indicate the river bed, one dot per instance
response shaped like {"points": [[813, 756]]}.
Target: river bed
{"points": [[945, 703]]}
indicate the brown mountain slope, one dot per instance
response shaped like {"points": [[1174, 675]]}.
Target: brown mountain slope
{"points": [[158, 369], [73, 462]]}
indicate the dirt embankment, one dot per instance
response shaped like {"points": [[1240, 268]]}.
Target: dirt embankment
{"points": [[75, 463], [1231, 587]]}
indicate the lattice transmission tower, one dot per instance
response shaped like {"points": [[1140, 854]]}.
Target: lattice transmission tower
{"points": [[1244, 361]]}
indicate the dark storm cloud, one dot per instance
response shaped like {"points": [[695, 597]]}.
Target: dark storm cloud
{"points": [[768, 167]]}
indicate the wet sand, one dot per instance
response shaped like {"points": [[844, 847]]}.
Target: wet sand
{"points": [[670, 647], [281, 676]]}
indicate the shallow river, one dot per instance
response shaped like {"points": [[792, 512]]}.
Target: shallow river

--------------------------------------------------

◆ **What is required**
Copy the whole listing above word for word, keeping every line and its order.

◆ **Result of the exercise**
indicate the river bed, one dot per instance
response shaped like {"points": [[813, 756]]}.
Target: river bed
{"points": [[945, 703]]}
indicate the brown mountain slope, one dot per instance
response shaped like {"points": [[1174, 675]]}.
Target: brown mountain slope
{"points": [[158, 369], [73, 462]]}
indicate the dirt embankment, one dot per instance
response shaped like {"points": [[1240, 268]]}.
Target: dirt embankment
{"points": [[75, 463], [1231, 587]]}
indicate the lattice transmission tower, one dot per instance
response shaped like {"points": [[1140, 854]]}.
Target: lattice transmission tower
{"points": [[1244, 361]]}
indicate the dark storm cloud, one dot per instance
response shaped like {"points": [[695, 597]]}.
Target: dark storm cloud
{"points": [[768, 167]]}
indicate the wet sand, one dot per instance
response shaped like {"points": [[844, 847]]}.
Target: wet sand
{"points": [[670, 647], [281, 676]]}
indicate the shallow river, one dot per instance
response shaped like {"points": [[792, 512]]}.
Target: shallow river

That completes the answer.